[Dataset entries]
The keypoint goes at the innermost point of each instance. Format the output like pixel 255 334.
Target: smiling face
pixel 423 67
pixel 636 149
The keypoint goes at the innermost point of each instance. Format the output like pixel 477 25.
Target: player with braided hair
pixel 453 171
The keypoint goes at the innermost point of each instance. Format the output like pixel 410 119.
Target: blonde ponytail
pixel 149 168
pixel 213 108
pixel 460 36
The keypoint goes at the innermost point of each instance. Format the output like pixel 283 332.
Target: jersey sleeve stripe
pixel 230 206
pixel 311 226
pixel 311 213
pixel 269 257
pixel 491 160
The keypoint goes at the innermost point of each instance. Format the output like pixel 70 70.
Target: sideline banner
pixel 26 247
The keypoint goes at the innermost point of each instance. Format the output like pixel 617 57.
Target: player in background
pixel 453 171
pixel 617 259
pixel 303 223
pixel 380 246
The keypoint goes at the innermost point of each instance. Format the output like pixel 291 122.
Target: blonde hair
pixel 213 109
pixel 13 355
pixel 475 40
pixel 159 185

- _Try it_
The line with "pixel 617 57." marks where to start. Transcribe from there through the final line of the records, exactly and with nothing added.

- _Result below_
The keypoint goes at the innermost point of each instance. Format the output like pixel 617 57.
Target: player in background
pixel 453 171
pixel 617 259
pixel 303 223
pixel 380 246
The keypoint goes at the innermost point of each instance. Format the output like pixel 291 122.
Target: blonde hair
pixel 213 109
pixel 13 355
pixel 475 40
pixel 159 185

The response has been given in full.